**Prompt**:
Rewrite the stretch of records from the line containing "Task: indicate the door hinge" through the line containing "[(40, 177)]", including both of those lines and keeping the requests as they are, and offset every coordinate in the answers by -106. Give only that stretch.

--

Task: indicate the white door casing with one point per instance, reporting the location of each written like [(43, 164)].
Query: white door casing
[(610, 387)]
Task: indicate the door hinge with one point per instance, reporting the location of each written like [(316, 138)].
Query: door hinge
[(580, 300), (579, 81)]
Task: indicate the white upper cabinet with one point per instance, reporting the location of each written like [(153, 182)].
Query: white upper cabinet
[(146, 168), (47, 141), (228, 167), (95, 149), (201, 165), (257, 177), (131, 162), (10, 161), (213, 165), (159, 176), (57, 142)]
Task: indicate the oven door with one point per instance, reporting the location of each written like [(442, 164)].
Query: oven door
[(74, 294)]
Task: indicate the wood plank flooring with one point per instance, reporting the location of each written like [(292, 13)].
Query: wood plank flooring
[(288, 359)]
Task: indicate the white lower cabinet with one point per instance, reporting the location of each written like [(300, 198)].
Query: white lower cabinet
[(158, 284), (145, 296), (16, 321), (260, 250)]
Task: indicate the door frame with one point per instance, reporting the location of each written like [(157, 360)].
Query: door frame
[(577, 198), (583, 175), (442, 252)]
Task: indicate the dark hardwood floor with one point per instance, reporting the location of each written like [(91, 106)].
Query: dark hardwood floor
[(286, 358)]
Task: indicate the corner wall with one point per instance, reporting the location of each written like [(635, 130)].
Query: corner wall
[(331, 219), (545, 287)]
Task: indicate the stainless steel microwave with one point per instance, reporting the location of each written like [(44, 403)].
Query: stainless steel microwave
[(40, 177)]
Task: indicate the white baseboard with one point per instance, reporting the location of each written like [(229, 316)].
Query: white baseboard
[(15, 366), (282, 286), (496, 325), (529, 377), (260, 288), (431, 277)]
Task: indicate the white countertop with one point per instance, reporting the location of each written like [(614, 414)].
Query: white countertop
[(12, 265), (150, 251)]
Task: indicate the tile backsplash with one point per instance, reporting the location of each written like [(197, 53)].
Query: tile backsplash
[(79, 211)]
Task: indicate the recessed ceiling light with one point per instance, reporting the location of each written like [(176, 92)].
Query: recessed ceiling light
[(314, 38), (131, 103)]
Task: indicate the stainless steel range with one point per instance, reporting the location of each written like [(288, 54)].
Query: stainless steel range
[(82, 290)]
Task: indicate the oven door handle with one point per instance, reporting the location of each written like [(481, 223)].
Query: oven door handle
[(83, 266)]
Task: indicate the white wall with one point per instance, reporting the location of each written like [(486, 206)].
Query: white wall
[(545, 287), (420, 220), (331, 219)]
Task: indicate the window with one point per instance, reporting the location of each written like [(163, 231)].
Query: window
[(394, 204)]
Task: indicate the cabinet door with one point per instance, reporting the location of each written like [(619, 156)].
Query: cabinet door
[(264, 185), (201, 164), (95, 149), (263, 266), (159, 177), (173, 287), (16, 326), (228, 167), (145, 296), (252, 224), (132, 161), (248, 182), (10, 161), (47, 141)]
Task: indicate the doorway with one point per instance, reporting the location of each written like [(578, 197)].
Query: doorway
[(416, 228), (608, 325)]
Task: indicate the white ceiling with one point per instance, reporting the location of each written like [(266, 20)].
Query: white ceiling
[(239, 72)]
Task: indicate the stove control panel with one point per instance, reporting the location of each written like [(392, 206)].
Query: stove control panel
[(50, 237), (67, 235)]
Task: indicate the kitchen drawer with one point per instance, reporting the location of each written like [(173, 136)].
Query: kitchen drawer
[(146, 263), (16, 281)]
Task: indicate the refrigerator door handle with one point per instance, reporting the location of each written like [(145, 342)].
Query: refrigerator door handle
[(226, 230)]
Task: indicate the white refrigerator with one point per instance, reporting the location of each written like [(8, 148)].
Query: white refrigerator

--

**Reply to the exercise**:
Task: indicate the door hinge with one point per instance, reporting the location of each written like [(316, 138)].
Query: door hinge
[(474, 194), (473, -25)]
Task: indicate the white upper cabinet with one point per instance, reporting the location of each written like [(153, 182)].
Query: white upper cabinet
[(40, 62), (-59, 35), (122, 61), (-11, 43), (95, 59), (151, 71), (25, 56), (-96, 55), (107, 59), (53, 70), (-49, 36)]
Task: indicate the oven door with one point per instance, reporting the location of each written like [(442, 164)].
Query: oven door
[(-32, 188)]
Task: indicate the wood plank flooring with one point per instance, reporting the location of each written like [(292, 13)].
Query: wood plank flooring
[(182, 253)]
Task: indicate the white lower cabinet with one point per instance, reporting the location of each written like [(300, 198)].
Query: white lower cabinet
[(52, 178), (39, 190), (-90, 215), (154, 144)]
Task: indicate the door frame with one point per instance, reporting the location of each written like [(157, 360)].
Query: door frame
[(471, 92), (477, 69), (336, 146)]
Task: indicate the dark hardwood floor with one point per instance, reporting the location of each written like [(91, 106)].
Query: dark hardwood floor
[(180, 252)]
Task: indicate the corner wall with one point per instance, reporting the location of each written like [(635, 130)].
Query: corner wall
[(225, 113), (439, 181)]
Task: indicate the stainless steel microwave with one point per instance, reporting the location of each written like [(44, 403)].
Query: stainless steel microwave
[(-66, 71)]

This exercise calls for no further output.